*RECORDED INFORMATION*
====
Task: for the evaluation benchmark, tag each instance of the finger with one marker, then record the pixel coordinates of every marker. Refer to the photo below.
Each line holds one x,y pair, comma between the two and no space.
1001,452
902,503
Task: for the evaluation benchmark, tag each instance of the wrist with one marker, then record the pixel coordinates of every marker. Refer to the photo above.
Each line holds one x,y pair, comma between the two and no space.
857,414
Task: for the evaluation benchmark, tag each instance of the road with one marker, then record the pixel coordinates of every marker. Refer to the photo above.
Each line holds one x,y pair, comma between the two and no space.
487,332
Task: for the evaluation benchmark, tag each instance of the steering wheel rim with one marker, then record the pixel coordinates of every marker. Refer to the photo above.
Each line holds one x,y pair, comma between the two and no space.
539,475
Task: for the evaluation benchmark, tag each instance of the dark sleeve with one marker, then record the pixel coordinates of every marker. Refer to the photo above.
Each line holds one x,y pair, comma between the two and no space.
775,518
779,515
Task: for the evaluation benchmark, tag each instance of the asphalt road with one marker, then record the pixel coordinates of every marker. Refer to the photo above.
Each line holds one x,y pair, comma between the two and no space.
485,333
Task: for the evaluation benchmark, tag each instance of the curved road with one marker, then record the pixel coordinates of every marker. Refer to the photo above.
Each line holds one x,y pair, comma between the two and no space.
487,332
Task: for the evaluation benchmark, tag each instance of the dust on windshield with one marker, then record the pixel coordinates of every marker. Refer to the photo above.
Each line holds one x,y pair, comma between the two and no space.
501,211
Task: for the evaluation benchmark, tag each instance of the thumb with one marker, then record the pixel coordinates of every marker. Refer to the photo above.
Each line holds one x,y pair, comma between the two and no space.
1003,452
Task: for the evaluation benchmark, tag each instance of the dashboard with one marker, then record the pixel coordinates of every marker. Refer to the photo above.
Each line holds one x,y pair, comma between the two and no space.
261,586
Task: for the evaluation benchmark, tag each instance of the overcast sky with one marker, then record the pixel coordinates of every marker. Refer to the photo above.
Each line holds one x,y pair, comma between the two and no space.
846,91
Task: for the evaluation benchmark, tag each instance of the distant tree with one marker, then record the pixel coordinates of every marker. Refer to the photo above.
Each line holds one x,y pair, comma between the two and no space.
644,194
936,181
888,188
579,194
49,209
====
*OBJECTIVE*
Turn the lines above, from the one that contains "of the overcast" through the last line of the records, into a numbered list, dropping any blank lines. Include both the first and last line of that stretch and nothing outside it.

*OUTPUT BELOW*
1. Task: for the evaluation benchmark, tag each instance of the overcast sky with one marker, then record the pixel coordinates of every marker. Refer to the photo above.
2. Each line holds one x,y pair, comma between the two and no space.
3. 846,91
4. Task: for the evaluation benchmark, tag each instance of the distant tree with one marker, then record the pixel coordinates of every marker. Refer to the photo above.
5. Each line holds one x,y pair, comma between the two and no space.
6. 644,194
7. 936,181
8. 888,188
9. 579,194
10. 49,209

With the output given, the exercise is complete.